[Natural-language object grounding data]

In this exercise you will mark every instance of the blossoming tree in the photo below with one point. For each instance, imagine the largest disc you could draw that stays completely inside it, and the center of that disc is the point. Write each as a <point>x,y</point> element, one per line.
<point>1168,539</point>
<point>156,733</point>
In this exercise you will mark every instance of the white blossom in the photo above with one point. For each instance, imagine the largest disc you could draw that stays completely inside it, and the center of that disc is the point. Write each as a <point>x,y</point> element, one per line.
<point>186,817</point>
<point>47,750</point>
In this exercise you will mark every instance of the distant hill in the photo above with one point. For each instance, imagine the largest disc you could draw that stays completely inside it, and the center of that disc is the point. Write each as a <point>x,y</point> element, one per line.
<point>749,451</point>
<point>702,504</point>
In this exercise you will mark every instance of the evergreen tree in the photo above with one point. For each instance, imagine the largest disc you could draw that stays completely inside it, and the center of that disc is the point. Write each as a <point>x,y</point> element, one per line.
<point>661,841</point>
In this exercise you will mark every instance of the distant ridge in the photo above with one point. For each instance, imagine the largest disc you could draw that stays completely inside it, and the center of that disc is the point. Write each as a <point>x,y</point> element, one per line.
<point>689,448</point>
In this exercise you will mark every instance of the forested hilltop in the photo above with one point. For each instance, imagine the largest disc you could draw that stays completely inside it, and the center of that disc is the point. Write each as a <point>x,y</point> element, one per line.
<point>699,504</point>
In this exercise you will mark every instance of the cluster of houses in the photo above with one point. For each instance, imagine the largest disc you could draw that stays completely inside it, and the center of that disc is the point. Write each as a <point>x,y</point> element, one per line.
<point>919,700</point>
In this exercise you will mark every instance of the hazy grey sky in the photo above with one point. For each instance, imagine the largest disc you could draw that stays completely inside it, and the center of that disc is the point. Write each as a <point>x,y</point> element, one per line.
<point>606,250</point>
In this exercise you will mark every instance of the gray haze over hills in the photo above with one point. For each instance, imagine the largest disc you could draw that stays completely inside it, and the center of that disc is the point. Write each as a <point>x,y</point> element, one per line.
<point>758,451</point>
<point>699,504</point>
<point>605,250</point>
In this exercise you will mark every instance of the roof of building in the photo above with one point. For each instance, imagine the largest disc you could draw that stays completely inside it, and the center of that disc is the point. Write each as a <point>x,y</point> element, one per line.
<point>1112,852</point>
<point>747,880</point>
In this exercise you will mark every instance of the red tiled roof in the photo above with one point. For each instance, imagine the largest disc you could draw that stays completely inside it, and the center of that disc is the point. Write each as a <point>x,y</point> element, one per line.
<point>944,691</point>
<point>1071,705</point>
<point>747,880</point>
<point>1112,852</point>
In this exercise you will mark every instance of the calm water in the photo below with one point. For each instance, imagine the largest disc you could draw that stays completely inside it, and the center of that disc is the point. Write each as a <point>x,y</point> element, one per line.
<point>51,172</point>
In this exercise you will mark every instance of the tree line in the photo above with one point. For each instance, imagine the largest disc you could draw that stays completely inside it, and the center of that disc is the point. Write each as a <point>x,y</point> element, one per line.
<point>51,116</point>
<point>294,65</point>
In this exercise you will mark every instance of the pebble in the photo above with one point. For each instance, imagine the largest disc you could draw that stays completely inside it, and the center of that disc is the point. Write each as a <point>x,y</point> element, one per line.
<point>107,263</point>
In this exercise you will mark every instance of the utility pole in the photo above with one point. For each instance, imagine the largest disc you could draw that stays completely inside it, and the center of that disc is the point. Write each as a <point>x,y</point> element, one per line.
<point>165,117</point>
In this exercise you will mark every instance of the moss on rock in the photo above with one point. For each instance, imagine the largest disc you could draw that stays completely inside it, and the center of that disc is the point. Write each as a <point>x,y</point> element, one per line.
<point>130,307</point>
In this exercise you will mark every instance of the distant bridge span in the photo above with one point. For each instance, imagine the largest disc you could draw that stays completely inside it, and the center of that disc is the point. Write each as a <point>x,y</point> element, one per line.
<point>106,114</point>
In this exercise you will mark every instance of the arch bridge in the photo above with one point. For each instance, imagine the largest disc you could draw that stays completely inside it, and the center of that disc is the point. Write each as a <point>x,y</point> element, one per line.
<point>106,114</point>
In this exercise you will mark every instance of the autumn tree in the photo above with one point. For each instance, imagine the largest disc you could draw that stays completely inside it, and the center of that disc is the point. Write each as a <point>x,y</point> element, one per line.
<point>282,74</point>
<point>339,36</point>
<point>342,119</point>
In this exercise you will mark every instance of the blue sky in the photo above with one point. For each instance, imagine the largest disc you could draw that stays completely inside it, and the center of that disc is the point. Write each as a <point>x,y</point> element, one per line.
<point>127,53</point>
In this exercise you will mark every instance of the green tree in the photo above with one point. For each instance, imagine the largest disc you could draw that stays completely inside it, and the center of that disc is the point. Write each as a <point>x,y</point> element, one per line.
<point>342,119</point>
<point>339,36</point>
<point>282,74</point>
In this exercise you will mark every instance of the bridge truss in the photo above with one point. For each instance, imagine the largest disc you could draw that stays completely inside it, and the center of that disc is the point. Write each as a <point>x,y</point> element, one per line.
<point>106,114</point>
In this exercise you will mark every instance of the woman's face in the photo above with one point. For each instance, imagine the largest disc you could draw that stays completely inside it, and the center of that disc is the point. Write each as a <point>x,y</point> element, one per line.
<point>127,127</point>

Assigned task
Your reply must repeat the records above exactly and in full.

Response below
In this exercise you will mark every instance of the blossoming tree in the photo below with one point. For each instance, imagine the largest disc you could draw that stays completely inside it, and the center of that disc is the point. Write each as a <point>x,y</point> element, one per line.
<point>1168,539</point>
<point>156,733</point>
In this exercise you will mark every instance of the white blossom in the photo above with one point. For each instance, imagine the largest disc you could draw that stays completely inside it, and the center of that disc is the point. Write each as a <point>x,y</point> element, one per line.
<point>186,817</point>
<point>47,750</point>
In this exercise you will mark every instance of the distant hill in the photo above with one point. For each instance, imagine the largest disc you could draw that stays completely inside it, and the center of that disc is the point. Write each as a <point>x,y</point> element, one per line.
<point>749,451</point>
<point>702,504</point>
In this exercise you will mark every instance of the evergreen tree in the photo above with one point. For each instance, imagine the largest disc you could draw that stays completely inside it, and the center of that disc is the point. Write each as a <point>x,y</point> element, one per line.
<point>661,841</point>
In this exercise you will mark every instance of the distant ridge in the photo above with one point. For each instance, imagine the largest disc you could draw that stays completely inside it, and the center of that disc is the point. Write each as a <point>x,y</point> element, one per line.
<point>689,448</point>
In this exercise you will mark every instance of the forested hilltop in the photo above with one point. For each instance, imagine the largest disc you could draw that stays completely inside it, and the center of that disc is the point. Write each as a <point>x,y</point> element, one per line.
<point>699,504</point>
In this exercise you will mark every instance of the cluster of houses in the photo above with one point. For each instance, imagine the largest disc you could draw that stays completely inside it, and the center of that disc is the point. Write each as a <point>x,y</point> element, one per line.
<point>919,700</point>
In this exercise you will mark every instance of the hazy grey sky in the photo above with one point. For each instance, imagine the largest disc you could draw that stays completely inside it, and the center of that disc is the point. Write each as a <point>x,y</point> element, one per line.
<point>606,250</point>
In this exercise you will mark every instance of the gray haze over hills in the photo above with one point. For each instance, imagine the largest disc you could draw that stays completely inside it, and the center of that disc is the point. Write each as a <point>x,y</point> element, one per line.
<point>758,451</point>
<point>699,504</point>
<point>605,250</point>
In this exercise you will mark every instance of the roof of building in the photo above with one point. For each instance, imagine the largest disc you could draw that stays completely inside it, and the center of that disc is the point. Write each as a <point>x,y</point> element, one per line.
<point>1112,852</point>
<point>747,880</point>
In this exercise you will mark every instance of the red tiled roof in the photo above with one point. For each instance, imagine the largest disc you could draw that stays completely inside it, and the center of that disc is the point. Write each as a <point>x,y</point> element, one per line.
<point>944,691</point>
<point>1071,705</point>
<point>747,880</point>
<point>1112,852</point>
In this exercise you will mark every instance of the calm water in the photo below with one point. For each instance, imagine the largest disc you could draw that stays completely inside it, and the center of that disc is the point. Write each as a <point>x,y</point> element, one per line.
<point>51,172</point>
In this exercise you will mark every instance of the tree line in the photo above with one point. For each instance, imagine the largest disc you could draw that stays completely inside it, and the center of that disc is the point. Write each as a <point>x,y</point> element, one per line.
<point>51,116</point>
<point>294,65</point>
In this exercise you will mark every instance of the pebble in the photo above with one point. For each instance, imagine the largest disc you could draw that stays completely inside it, and the center of that disc is the point. Write each as a <point>x,y</point> element, one per line.
<point>107,263</point>
In this exercise you will mark every instance of the utility pole in the photo above with one point. For each instance, imagine the largest disc you could draw that stays completely inside it, and the center of that disc is the point. Write each as a <point>x,y</point> element, one per line.
<point>165,117</point>
In this exercise you will mark every instance of the moss on rock in the photo above with one point. For each instance, imagine the largest disc you could draw that stays completely inside it, and the center of that disc is the point. Write each as a <point>x,y</point> element, one per line.
<point>130,307</point>
In this exercise you will mark every instance of the distant bridge span in the photo above with one point. For each instance, imagine the largest disc you could draw that stays completely inside it, and the center of that disc is the point. Write each as a <point>x,y</point> element, one per line.
<point>106,114</point>
In this exercise you will mark every instance of the arch bridge in the photo above with one point. For each instance, imagine the largest disc you could draw that stays completely inside it, and the center of that disc is the point. Write each as a <point>x,y</point> element, one per line.
<point>106,114</point>
In this exercise you will mark every instance of the autumn tree in the photo above with one point. For each instance, imagine the largest disc you could draw that stays completely inside it, and the center of that disc is the point. Write each as a <point>x,y</point> element, one per line.
<point>282,74</point>
<point>339,36</point>
<point>342,119</point>
In this exercise you will mark every instance of the blue sky in the photo above with one point. For each instance, imagine the largest disc you could draw that stays completely inside it, and the center of that disc is the point. Write each as a <point>x,y</point> element, one per line.
<point>127,53</point>
In this exercise you will mark every instance of the green tree in the photo above with one point. For each instance, imagine the largest disc you could draw that stays completely inside it, and the center of that disc is the point. Write each as a <point>x,y</point> element, one per line.
<point>342,119</point>
<point>339,36</point>
<point>282,74</point>
In this exercise you will mark every instance of the bridge truss in the photo above with one point. For each instance, imagine the largest disc you could draw that stays completely inside it, and the center of that disc is the point. Write each as a <point>x,y</point> element, one per line.
<point>106,114</point>
In this exercise you will mark every instance of the woman's face in the photo above with one point. For each instance, imagine the largest disc you could draw that stays completely inside it, and the center of that disc is the point. Write each as a <point>x,y</point> element, one per line.
<point>127,127</point>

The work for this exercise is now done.